BEGIN PASSAGE FOR REVIEW

Judicial activism is a judicial philosophy holding that the courts can and should go beyond the applicable law to consider broader societal implications of its decisions. It is sometimes used as an antonym of judicial restraint. The term usually implies that judges make rulings based on their own views rather than on precedent. The definition of judicial activism and the specific decisions that are activist are controversial political issues. The question of judicial activism is closely related to judicial interpretation, statutory interpretation, and separation of powers.

Etymology
Arthur Schlesinger Jr. introduced the term "judicial activism" in a January 1947 Fortune magazine article titled "The Supreme Court: 1947".

The phrase has been controversial since its beginning. An article by Craig Green, "An Intellectual History of Judicial Activism," is critical of Schlesinger's use of the term; "Schlesinger's original introduction of judicial activism was doubly blurred: not only did he fail to explain what counts as activism, he also declined to say whether activism is good or bad."

Even before this phrase was first used, the general concept already existed. For example, Thomas Jefferson referred to the "despotic behaviour" of Federalist federal judges, in particular Chief Justice John Marshall.

Definitions

A survey of judicial review in practice during the last three decades shows that judicial activism has characterized the decisions of the Supreme Court at different times. 
  
Black's Law Dictionary defines judicial activism as a "philosophy of judicial decision-making whereby judges allow their personal views about public policy, among other factors, to guide their decisions."

Political science professor Bradley Canon has posited six dimensions along which judge courts may be perceived as activist: majoritarianism, interpretive stability, interpretive fidelity, substance/democratic process, specificity of policy, and availability of an alternate policymaker.

David A. Strauss has argued that judicial activism can be narrowly defined as one or more of three possible actions: overturning laws as unconstitutional, overturning judicial precedent, and ruling against a preferred interpretation of the constitution.

END PASSAGE FOR REVIEW
BEGIN LISTED RECORDS

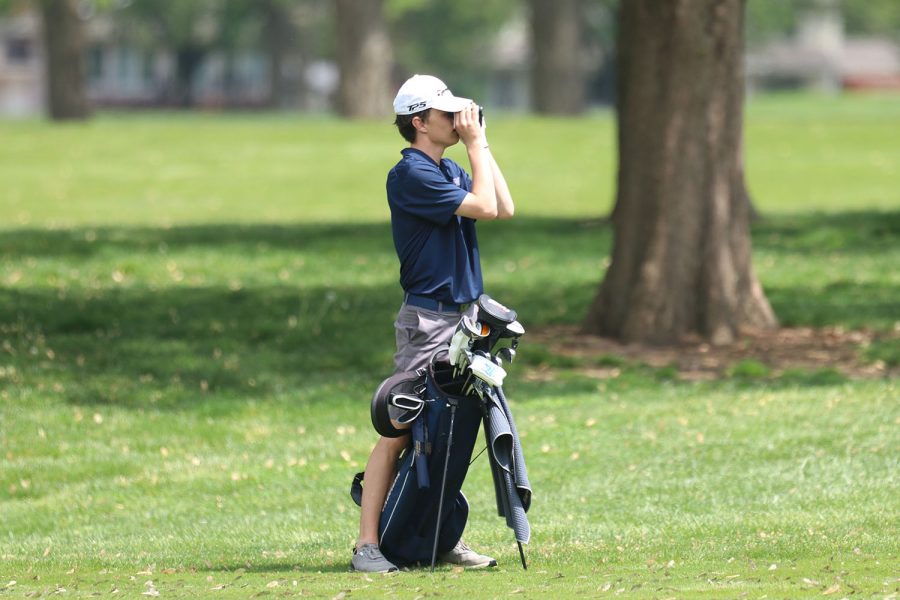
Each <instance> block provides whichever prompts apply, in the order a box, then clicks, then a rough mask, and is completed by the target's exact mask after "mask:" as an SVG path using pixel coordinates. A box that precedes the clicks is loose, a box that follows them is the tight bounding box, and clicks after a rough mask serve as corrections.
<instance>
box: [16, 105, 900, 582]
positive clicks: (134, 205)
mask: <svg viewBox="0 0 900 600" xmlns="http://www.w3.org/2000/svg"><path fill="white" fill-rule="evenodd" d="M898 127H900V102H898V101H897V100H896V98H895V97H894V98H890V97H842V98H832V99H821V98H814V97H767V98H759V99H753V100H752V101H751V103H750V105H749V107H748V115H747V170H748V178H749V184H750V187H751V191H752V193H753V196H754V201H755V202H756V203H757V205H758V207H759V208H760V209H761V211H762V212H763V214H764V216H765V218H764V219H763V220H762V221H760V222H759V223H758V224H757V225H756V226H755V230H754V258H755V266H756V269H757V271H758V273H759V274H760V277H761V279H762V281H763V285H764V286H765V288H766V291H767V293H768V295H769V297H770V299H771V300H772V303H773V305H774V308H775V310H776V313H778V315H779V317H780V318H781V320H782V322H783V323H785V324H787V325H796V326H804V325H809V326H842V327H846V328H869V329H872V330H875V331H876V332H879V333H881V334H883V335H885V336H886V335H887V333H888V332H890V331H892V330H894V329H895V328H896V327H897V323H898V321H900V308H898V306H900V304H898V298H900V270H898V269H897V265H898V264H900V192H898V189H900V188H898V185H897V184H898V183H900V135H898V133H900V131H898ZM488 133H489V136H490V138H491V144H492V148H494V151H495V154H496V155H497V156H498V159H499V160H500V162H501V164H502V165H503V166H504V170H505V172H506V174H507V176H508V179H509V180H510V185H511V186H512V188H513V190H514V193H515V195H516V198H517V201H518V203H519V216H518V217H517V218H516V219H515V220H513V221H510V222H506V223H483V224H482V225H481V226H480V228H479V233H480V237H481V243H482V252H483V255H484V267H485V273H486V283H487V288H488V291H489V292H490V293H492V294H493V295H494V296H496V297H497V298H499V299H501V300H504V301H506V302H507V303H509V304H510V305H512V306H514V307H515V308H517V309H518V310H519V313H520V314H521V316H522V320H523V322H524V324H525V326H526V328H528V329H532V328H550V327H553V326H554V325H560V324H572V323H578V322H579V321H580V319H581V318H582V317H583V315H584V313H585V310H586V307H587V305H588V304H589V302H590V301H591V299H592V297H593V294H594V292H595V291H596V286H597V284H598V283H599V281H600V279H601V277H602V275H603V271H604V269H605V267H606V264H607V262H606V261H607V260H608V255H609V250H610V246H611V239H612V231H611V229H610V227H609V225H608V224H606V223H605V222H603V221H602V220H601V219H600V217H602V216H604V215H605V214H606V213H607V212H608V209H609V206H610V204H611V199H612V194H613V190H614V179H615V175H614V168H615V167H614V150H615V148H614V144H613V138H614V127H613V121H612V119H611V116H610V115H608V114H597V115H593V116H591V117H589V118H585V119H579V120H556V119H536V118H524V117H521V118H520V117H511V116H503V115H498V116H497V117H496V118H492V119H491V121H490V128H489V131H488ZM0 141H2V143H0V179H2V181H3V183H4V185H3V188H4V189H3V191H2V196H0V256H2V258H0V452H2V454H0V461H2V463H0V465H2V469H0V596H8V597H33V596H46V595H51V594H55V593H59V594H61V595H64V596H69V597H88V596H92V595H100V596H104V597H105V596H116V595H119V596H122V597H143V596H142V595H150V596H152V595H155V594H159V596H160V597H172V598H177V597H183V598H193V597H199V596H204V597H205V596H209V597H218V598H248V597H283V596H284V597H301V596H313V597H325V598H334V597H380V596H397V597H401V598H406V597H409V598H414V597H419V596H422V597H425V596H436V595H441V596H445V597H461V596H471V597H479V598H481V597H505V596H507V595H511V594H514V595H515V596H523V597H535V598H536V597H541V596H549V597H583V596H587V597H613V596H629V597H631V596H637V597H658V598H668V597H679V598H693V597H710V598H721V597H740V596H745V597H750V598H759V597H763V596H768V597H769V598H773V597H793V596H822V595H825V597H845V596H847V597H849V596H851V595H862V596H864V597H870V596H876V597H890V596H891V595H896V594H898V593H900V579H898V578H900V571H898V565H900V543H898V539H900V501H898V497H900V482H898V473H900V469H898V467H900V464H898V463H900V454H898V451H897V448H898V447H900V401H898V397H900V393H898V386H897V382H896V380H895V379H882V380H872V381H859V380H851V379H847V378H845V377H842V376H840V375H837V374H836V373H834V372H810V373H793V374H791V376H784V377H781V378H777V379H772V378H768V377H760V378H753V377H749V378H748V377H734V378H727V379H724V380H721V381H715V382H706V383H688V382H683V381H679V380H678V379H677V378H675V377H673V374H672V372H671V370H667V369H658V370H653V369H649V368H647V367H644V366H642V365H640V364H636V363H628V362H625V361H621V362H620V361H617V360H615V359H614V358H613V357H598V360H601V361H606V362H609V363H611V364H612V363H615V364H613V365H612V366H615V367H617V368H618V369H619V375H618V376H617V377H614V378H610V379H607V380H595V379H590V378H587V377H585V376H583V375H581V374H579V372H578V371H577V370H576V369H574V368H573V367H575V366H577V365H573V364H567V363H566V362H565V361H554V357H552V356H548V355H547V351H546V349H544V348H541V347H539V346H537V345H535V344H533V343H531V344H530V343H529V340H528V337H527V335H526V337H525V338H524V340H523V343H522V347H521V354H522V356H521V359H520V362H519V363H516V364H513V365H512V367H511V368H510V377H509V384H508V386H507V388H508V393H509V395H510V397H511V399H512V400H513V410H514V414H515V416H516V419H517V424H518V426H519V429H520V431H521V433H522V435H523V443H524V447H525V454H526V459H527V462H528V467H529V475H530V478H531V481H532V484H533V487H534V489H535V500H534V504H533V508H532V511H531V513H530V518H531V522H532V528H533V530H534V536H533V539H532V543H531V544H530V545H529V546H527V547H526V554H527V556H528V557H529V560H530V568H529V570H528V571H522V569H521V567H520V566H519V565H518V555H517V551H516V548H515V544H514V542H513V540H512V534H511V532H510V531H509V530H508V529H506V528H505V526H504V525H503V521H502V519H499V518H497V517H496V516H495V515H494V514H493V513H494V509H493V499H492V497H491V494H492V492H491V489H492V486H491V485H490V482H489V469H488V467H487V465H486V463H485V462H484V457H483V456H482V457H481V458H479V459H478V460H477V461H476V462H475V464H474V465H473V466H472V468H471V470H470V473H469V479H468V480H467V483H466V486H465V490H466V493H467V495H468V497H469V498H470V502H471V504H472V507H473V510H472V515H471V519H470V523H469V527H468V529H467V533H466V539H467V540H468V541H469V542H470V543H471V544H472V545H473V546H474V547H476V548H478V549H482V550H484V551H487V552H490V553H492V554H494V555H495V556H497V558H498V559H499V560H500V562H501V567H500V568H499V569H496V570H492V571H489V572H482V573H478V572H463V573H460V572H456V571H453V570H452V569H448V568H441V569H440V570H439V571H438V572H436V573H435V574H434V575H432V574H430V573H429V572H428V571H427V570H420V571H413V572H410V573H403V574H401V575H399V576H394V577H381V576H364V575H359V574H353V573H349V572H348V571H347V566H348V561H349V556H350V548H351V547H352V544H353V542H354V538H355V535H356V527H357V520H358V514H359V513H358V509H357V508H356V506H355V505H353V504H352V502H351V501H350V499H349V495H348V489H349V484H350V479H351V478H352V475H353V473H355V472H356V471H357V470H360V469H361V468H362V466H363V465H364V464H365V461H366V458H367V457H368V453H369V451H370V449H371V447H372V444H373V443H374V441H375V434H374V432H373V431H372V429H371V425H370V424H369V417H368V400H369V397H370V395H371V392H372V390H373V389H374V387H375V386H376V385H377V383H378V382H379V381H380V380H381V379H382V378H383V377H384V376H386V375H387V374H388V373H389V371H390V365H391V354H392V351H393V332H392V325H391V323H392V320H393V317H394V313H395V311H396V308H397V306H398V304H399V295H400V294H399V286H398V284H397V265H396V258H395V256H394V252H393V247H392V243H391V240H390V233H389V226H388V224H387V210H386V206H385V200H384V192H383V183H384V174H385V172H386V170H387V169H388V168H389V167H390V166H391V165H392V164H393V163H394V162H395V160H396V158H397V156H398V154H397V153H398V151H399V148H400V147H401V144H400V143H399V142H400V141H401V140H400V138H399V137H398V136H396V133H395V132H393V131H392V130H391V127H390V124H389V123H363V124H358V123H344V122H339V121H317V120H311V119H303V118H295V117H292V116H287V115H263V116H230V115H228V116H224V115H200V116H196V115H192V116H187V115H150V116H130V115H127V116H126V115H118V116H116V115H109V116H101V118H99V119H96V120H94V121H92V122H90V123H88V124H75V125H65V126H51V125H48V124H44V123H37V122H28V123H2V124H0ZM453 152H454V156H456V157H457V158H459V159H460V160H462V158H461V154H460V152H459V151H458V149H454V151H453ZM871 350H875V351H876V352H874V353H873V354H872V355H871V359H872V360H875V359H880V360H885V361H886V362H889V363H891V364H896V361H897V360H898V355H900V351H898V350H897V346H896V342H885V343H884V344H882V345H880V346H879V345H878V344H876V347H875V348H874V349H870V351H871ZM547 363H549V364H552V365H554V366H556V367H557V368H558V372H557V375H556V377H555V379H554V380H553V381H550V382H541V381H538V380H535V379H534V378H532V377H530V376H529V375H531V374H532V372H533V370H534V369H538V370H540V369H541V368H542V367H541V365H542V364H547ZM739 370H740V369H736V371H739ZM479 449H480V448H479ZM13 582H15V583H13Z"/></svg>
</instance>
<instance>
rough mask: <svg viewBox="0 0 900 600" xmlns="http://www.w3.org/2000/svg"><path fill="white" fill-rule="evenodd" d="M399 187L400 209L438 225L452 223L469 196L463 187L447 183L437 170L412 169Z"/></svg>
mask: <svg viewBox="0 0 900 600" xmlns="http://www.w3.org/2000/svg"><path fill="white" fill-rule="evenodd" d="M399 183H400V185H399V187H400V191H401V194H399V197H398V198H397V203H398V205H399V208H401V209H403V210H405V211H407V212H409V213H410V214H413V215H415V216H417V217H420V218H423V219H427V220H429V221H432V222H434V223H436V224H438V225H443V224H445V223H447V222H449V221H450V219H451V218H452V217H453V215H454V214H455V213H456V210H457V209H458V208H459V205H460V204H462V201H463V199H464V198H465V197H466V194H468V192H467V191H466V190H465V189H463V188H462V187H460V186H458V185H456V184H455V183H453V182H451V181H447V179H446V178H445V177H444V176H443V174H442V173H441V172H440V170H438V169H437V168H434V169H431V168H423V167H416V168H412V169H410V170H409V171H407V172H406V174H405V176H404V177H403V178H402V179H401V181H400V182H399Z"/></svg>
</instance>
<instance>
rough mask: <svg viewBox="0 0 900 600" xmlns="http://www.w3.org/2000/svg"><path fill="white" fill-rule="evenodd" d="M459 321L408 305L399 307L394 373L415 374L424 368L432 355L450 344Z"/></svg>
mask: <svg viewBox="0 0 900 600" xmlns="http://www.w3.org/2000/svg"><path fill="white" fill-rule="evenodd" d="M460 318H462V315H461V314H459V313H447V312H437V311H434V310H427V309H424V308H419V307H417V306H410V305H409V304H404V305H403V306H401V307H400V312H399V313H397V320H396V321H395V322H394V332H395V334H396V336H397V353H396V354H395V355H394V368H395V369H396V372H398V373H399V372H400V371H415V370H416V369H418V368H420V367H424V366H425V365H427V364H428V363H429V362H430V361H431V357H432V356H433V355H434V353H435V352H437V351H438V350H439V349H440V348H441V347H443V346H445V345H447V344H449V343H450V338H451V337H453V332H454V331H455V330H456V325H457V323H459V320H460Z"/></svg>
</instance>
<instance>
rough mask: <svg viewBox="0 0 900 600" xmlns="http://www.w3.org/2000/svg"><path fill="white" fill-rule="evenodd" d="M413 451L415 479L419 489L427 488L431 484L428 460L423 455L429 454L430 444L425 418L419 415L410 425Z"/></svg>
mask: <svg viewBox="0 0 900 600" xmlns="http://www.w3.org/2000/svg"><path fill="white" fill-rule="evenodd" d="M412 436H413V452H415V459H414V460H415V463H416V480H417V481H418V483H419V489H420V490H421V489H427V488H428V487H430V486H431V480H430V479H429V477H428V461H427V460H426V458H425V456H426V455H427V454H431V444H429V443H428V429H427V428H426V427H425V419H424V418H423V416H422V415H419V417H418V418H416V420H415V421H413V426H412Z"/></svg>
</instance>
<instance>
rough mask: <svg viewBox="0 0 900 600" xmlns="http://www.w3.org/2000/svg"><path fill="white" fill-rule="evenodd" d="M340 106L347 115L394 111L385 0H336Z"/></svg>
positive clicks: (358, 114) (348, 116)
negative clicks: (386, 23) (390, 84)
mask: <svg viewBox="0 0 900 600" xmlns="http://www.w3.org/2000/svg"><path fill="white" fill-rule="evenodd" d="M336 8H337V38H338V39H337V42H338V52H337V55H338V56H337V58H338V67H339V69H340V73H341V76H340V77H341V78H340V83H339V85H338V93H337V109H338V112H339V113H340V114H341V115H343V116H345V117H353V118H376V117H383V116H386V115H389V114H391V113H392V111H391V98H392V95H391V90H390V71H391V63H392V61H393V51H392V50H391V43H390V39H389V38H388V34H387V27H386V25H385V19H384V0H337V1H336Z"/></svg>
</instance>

END LISTED RECORDS
BEGIN LISTED RECORDS

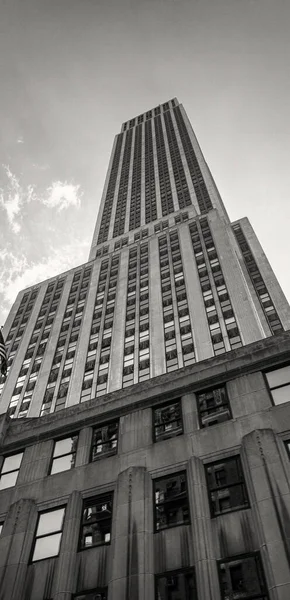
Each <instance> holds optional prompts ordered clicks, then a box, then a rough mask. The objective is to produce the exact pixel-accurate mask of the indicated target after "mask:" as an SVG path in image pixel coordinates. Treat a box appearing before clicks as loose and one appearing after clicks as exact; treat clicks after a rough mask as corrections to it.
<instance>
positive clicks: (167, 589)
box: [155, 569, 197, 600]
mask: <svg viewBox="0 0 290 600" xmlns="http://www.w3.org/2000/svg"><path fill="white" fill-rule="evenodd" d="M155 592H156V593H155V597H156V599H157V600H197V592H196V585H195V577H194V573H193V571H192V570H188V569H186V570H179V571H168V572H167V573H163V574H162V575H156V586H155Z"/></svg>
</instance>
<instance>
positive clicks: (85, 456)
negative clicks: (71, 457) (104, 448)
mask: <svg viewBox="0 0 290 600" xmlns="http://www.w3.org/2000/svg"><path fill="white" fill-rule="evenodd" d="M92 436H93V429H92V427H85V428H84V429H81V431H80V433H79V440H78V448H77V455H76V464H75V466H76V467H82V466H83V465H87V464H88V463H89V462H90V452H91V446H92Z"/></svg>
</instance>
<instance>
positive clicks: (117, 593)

END LISTED RECORDS

__JOB ITEM A__.
Name every dimension that Bradley Canon proposes in the judicial activism passage for judging whether courts may be seen as activist.
__JOB ITEM B__.
Write the next part of the passage on judicial activism, starting after its final sentence.

__WRITTEN RESPONSE A__.
- majoritarianism
- interpretive stability
- interpretive fidelity
- substance/democratic process
- specificity of policy
- availability of an alternate policymaker

__WRITTEN RESPONSE B__.
Others have been less confident of the term's meaning, finding it instead to be little more than a rhetorical shorthand. Kermit Roosevelt III has argued that "in practice 'activist' turns out to be little more than a rhetorically charged shorthand for decisions the speaker disagrees with". Roosevelt defines judicial activism as "an approach to the exercise of judicial review, or a description of a particular judicial decision, in which a judge is generally considered more willing to decide constitutional issues and to invalidate legislative or executive actions."; likewise, the solicitor general under George W. Bush, Theodore Olson, said in an interview on Fox News Sunday, with regard to a case for same-sex marriage he had successfully litigated, that "most people use the term 'judicial activism' to explain decisions that they don't like." Supreme Court Justice Anthony Kennedy said that, "An activist court is a court that makes a decision you don't like."

Echoed sentiments in many articles, such as "The courts have gradually abandoned their proper role of policing the structural limits on government and neutrally interpreting the laws and constitutional provisions without personal bias."

Richard H. Fallon Jr. quotes Justice Holmes "great cases... make bad law." in their explanation on presidential overreach. "Presidents frequently interpret their own powers without judicial review and where executive precedents play a large role in subsequent interpretive debates, some of the historical assertions of presidential authority that stretch constitutional and statutory language the furthest seem hard to condemn in light of the practical stakes."

Debate

Detractors of judicial activism charge that it usurps the power of the elected branches of government and of legislatively created agencies, damaging the rule of law and democracy. Defenders of judicial activism say that in many cases it is a legitimate form of judicial review and that the interpretation of the law must change with changing times.

A third view is that so-called "objective" or "formalist" interpretation of the law does not exist. According to law professor Brian Z. Tamanaha, "Throughout the so-called formalist age, it turns out, many prominent judges and jurists acknowledged that there were gaps and uncertainties in the law and that judges must sometimes make choices."
Under this view, any judge's use of judicial discretion will necessarily be shaped by that judge's personal and professional experience and his or her views on a wide range of matters, from legal and juridical philosophy to morals and ethics. This implies a tension between granting flexibility (to enable the dispensing of justice) and placing bounds on that flexibility (to hold judges to ruling from legal grounds rather than extralegal ones).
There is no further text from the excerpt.